═══ Texte extrait
CONTRIBUTEURS

Stephen Dover, CFA
Chief Market Strategist,
Head of Franklin Templeton Institute
Article initialement publié dans le bulletin d’information « Global Market Perspectives » de Stephen Dover sur LinkedIn. Suivez Stephen Dover sur LinkedIn, où il publie ses réflexions et observations ainsi que son bulletin d’information « Global Market Perspectives ».
Principales conclusions
- Selon toute vraisemblance, l’élection de novembre 2024 va se traduire par des instances législatives « divisées » à Washington et aucun parti ne devrait contrôler à la fois la Maison Blanche, le Sénat et la Chambre des représentants.
- Désormais la norme depuis cinq décennies, des instances américaines divisées sont un scénario globalement apprécié par les marchés, puisqu’une telle impasse réduit l’ampleur de changements législatifs potentiellement radicaux. Toutefois, cette perspective pourrait accroître le risque de défaut de l'État américain si l'une des branches du Congrès refuse de relever le plafond de la dette.
- Les performances globales du marché ne dépendront pas de la personne élue, mais le résultat sera crucial pour certains secteurs comme l'énergie ou l’industrie pharmaceutique.
L’échéance approche
A moins de deux mois du scrutin, nous sommes dans la dernière ligne droite de l’élection présidentielle.
Ces deux derniers mois, la dynamique de l’élection présidentielle américaine et ses conséquences sur le contrôle du Sénat et de la Chambre des Représentants ont sensiblement évolué. La décision prise le 21 juillet par le président Joe Biden de retirer sa candidature en faveur de la vice-présidente Kamala Harris a radicalement modifié la course à la présidence. Les sondages laissent présager des résultats plus serrés pour la présidence et les deux chambres du Congrès. Selon les premiers sondages, Kamala Harris a « remporté » le débat du 10 septembre contre l'ancien président Donald Trump, même s’il est encore trop tôt pour savoir si sa prestation a été suffisante pour en faire définitivement la favorite du scrutin.
K. Harris a les faveurs des prévisionnistes aux dépens de D. Trump

Au 10 septembre 2024.
Sources : PredictIt, Macrobond
Rien ne garantit que les prévisions, projections ou estimations se réalisent.
══════
═══ Données à examiner
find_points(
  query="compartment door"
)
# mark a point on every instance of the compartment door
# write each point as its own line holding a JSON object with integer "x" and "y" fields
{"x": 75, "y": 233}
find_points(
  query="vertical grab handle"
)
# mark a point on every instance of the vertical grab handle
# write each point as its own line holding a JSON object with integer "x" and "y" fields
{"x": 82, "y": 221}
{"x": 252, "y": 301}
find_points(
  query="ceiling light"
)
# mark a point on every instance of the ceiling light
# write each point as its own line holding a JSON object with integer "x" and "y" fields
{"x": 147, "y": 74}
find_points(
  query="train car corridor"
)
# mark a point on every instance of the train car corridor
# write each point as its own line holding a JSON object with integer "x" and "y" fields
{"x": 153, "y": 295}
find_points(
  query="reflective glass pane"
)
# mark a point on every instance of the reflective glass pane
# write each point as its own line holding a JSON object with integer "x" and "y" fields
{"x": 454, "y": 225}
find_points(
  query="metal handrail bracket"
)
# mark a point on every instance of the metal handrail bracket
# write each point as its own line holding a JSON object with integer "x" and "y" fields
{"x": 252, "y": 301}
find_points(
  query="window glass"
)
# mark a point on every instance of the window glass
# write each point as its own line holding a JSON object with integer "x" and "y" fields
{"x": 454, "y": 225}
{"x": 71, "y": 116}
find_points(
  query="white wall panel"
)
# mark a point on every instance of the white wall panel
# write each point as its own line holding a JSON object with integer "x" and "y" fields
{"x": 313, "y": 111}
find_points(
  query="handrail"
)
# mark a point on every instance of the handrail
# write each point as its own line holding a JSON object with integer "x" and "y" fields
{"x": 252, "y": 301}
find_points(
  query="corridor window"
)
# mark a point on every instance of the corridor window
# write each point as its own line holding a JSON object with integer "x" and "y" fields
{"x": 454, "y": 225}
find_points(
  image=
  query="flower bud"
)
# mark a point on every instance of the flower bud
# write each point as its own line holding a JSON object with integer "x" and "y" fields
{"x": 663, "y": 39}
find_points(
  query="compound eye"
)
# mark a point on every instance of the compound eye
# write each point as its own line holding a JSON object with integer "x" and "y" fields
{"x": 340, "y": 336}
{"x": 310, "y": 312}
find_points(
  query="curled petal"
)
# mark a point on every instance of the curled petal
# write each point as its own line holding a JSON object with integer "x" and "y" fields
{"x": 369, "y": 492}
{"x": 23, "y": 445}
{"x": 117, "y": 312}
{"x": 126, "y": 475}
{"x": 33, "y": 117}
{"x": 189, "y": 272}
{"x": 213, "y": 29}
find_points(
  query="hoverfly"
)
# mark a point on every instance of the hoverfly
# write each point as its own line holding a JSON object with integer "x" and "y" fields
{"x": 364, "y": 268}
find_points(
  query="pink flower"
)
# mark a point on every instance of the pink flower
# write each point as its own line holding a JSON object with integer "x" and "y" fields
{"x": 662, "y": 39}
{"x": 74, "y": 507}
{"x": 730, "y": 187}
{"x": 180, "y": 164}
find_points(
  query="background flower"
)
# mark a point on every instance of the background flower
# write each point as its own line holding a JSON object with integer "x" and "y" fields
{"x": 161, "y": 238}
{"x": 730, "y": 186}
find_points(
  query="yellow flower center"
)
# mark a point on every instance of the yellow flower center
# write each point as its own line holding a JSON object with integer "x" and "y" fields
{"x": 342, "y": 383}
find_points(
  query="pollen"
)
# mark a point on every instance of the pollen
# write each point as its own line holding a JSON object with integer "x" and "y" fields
══════
**Liste des tâches**:
- A) D'après l'extrait sur l'élection américaine de 2024, à quelle date le président Joe Biden a-t-il décidé de retirer sa candidature ?
- B) Reproduisez le passage de l'extrait sur l'élection américaine de 2024 depuis « - Les performances » jusqu'à « ou l’industrie pharmaceutique. » inclus.

**Ensemble des réponses**:
- A) Le 21 juillet.

- B)
- Les performances globales du marché ne dépendront pas de la personne élue, mais le résultat sera crucial pour certains secteurs comme l'énergie ou l’industrie pharmaceutique.